Skip to main content

Command-line utility for easy scraping of HTML documents

Project description

==================================
screp, easy command-line scrapping
==================================


What is screp?
==============

**screp** is a command line utility that provides easy and flexible scrapping of HTML documents. It
works by finding a set of *anchors* (specified using a CSS selector) and then extracting information
relative to those anchors, optionally post processing it using a set of standard operations. For each
anchor it outputs a record formatted according to one of the supported formats (CSV, JSON or
general).


Invoking screp
==============

**screp** is invoked using the following syntax:

$ screp [OPTION] FORMAT_SPEC PRIMARY_SELECTOR [FILES]

where:
* FORMAT_SPEC is a format specification, one of:
- *-c CSV_FORMAT_SPEC*, formats each record as a comma-separated-values row
- *-j JSON_FORMAT_SPEC*, formats each record as a JSON object and the whole output as a list of
JSON objects
- *-f GENERAL_FORMAT_SPEC*, formats each record according to a general format where computed
values are substituted to their specifications (similar to bash parameter substitution)
* PRIMARY_SELECTOR is a CSS selector that specifies the *primary anchor*, as detailed below
* FILE can be either a local file or an absolute URL; if no FILEs are specified the standard input
is read


How does screp work?
====================

**screp** tries to automate many of the steps taken when writing your own scrapper, steps like:

* fetching the HTML documents, if necessary
* parsing HTML
* locating areas of interest in the DOM of the document
* locating interesting information around those areas
* simple processing of these pieces of information
* formatting of the information
* outputting the information

To use screp, you need to take a series of steps:
* tell screp where to take the HTML documents; it works with multiple documents, from sources such
as the web, the local file-system or STDIN
* define the *primary anchor* using a CSS selector: these are elements through which you access
records of interest in the HTML documents
* specify the output format; this implies specifying:
- *terms*, which are string computed relative to the anchors
- how these terms are combined to produce a record; currently screp supports three methods of
specifying formats:
- CSV
- JSON
- general format
* optionally, you can also define *secondary anchors*, which are elements computed relative to the
*primary anchor* that can be used to define *terms* in a more succinct way

Defining terms
==============

A *term* has the following format::
anchor.accessor.accessor.accessor|filter|filter|filter

In other words, a term is an anchor(primary or secondary) followed by zero or more accessors
followed by zero or more filters.

*Accessors* and *filters* (also collectively called *actions*) are functions that take the output
value of the last function (or the anchor, if this is the first action) and output another value. In
other words, they form a pipeline. Accessors act on DOM elements and sets (actually ordered lists)

_INSTRUCTIONS TO FOLLOW:_ In the screp project description, what scraping steps does screp try to automate? List them all. Work from the screp project description and nothing else.

(Extracted data entries)

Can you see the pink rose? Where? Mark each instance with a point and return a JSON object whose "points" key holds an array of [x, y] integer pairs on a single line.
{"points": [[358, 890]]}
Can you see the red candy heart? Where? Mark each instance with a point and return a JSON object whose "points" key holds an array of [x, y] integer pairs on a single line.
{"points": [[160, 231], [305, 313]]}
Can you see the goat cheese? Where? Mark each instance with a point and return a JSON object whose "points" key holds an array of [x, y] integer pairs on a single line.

* * *

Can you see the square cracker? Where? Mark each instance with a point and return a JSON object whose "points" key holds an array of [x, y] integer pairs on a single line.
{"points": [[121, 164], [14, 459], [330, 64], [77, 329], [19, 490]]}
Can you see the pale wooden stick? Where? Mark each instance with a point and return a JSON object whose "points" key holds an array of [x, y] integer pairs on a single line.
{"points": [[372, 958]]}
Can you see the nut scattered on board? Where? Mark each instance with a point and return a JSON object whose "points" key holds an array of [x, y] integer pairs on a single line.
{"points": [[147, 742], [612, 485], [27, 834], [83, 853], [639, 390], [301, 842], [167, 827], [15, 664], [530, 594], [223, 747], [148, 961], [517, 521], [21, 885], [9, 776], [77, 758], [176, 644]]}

--

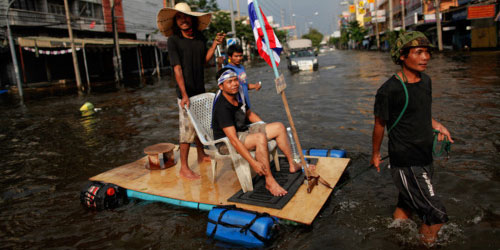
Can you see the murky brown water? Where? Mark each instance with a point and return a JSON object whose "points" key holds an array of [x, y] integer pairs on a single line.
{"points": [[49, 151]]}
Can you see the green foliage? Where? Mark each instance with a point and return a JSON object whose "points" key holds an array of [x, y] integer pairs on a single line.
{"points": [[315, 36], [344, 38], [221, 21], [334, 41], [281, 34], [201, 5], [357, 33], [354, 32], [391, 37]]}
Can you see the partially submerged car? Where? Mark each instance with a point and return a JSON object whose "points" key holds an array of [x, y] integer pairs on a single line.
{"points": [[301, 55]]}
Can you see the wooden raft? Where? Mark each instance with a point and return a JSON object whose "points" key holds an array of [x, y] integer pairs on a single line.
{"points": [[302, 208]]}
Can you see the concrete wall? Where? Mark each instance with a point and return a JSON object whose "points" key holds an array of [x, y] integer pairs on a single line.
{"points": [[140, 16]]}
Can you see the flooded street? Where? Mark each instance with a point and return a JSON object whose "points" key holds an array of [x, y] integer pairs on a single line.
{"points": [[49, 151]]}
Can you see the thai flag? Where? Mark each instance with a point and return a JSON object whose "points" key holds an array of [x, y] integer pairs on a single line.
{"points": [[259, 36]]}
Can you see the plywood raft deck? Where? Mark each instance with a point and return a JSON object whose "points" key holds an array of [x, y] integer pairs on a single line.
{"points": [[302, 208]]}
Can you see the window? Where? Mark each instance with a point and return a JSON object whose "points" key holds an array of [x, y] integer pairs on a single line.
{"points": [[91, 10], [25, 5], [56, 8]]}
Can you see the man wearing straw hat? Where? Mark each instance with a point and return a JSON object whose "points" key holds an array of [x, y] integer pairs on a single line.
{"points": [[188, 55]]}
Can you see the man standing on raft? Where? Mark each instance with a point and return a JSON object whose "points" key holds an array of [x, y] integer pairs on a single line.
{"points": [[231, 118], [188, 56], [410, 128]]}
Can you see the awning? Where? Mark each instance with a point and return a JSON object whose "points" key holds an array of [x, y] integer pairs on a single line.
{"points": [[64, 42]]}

_THE RESPONSE:_
- fetching the HTML documents, if necessary
- parsing HTML
- locating areas of interest in the DOM of the document
- locating interesting information around those areas
- simple processing of these pieces of information
- formatting of the information
- outputting the information